● **Task instructions**
Set the whole listing down again exactly as written.

● **Data to use**
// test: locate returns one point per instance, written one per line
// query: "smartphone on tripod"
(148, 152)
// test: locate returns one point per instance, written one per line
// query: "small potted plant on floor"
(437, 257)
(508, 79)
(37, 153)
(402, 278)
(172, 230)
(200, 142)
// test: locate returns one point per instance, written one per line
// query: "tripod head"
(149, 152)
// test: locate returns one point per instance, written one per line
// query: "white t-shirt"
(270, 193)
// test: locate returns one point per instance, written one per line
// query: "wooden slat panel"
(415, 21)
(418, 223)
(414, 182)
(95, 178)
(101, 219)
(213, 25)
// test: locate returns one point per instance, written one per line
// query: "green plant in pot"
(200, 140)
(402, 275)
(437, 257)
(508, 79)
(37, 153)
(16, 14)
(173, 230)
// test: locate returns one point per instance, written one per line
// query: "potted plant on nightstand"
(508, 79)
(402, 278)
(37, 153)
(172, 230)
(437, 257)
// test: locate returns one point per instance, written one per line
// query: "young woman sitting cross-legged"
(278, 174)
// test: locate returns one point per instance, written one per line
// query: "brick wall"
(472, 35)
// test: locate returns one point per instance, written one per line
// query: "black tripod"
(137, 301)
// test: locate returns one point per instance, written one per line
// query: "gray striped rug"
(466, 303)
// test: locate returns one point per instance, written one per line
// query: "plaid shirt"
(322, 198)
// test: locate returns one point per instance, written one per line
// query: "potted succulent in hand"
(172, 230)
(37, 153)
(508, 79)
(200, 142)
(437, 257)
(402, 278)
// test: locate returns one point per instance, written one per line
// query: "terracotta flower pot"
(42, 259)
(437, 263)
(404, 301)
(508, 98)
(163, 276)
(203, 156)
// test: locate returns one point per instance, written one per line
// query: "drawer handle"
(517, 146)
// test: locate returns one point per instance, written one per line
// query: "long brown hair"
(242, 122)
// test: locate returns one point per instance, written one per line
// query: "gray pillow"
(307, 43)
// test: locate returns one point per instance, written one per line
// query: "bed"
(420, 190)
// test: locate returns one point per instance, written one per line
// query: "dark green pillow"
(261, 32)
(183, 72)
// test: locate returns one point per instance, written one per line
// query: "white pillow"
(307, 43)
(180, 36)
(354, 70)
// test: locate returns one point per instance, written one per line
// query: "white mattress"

● **Answer to the problem**
// test: locate returns one point per instance, written one per line
// query: "smartphone on tripod"
(148, 152)
// test: locate returns one point per instance, written one per line
// query: "small potted plant on floor"
(437, 257)
(508, 79)
(37, 153)
(402, 278)
(172, 230)
(200, 142)
// test: locate returns one point per instance, written one per line
// query: "tripod head"
(149, 152)
// test: locate returns one point per instance, written one per line
// query: "white t-shirt"
(270, 193)
// test: locate returns one point per instance, written one per line
// query: "wooden slat panel"
(415, 21)
(418, 223)
(414, 182)
(95, 178)
(101, 219)
(213, 25)
// test: locate returns one point per instance, written one per line
// query: "green plant in pot"
(200, 140)
(402, 275)
(437, 257)
(508, 79)
(37, 153)
(16, 14)
(173, 230)
// test: locate returns one point per instance, written one per line
// query: "potted plant on nightstand"
(508, 79)
(402, 278)
(37, 153)
(172, 230)
(437, 257)
// test: locate returns one point per instance, written one per line
// query: "young woman sitting cross-legged"
(278, 174)
// test: locate returns one point per instance, written one per line
// query: "brick wall"
(472, 35)
// test: locate returns one point per instance, written one per line
// query: "black tripod"
(137, 301)
// test: locate returns one point per instance, written one per line
// query: "gray striped rug"
(466, 303)
// test: locate returns one point per instance, written one per line
// query: "plaid shirt"
(322, 198)
// test: locate returns one point per instance, written one per line
// query: "potted succulent in hand"
(172, 230)
(37, 153)
(508, 79)
(200, 142)
(437, 257)
(402, 278)
// test: locate returns one point per instance, written one per line
// query: "terracotta flower pot"
(42, 259)
(437, 263)
(404, 301)
(508, 98)
(163, 276)
(203, 156)
// test: locate returns one point per instance, written one per line
// query: "drawer handle"
(517, 146)
// test: locate returns one point per instance, written one per line
// query: "long brown hair"
(242, 122)
// test: locate returns one point per instance, written one per line
// query: "gray pillow"
(307, 43)
// test: locate returns one point per instance, written one per line
// query: "bed"
(420, 190)
// test: locate returns one point per instance, written one per line
// query: "dark green pillow"
(261, 32)
(183, 72)
// test: locate returns one point per instance, written one per line
// query: "white pillow"
(307, 43)
(180, 36)
(354, 70)
// test: locate returns one point per instance, written one per line
// query: "white mattress"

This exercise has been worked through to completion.